= Requirement =
Only lines that contain the word "Each" are to be returned from the data below.
Available records START
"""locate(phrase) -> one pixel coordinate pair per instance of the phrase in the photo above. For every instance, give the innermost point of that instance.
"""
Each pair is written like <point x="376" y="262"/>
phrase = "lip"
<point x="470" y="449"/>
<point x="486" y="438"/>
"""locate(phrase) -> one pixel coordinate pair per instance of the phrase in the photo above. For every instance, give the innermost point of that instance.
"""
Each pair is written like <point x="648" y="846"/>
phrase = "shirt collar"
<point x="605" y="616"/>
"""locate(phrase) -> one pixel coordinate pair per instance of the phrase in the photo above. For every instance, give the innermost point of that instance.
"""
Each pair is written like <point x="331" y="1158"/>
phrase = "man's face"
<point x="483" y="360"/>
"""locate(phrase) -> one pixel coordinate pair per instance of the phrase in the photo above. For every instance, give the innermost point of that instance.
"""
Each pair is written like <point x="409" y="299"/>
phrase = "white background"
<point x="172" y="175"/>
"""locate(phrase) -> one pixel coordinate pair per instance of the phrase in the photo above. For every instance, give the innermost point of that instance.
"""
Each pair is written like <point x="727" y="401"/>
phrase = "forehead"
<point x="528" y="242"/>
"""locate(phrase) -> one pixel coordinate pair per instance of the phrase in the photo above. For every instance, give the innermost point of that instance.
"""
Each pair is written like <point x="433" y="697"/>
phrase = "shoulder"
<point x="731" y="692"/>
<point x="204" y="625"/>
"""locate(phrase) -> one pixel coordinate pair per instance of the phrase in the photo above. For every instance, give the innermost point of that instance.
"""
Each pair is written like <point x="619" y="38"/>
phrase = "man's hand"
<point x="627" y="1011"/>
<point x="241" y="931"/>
Available records END
= Answer to this task =
Each pair is written like <point x="376" y="262"/>
Each pair is written like <point x="648" y="846"/>
Each pair is written like <point x="331" y="1158"/>
Each pair is written like <point x="409" y="299"/>
Each pair is written like <point x="727" y="401"/>
Each pair is written like <point x="433" y="697"/>
Each pair is written like <point x="619" y="38"/>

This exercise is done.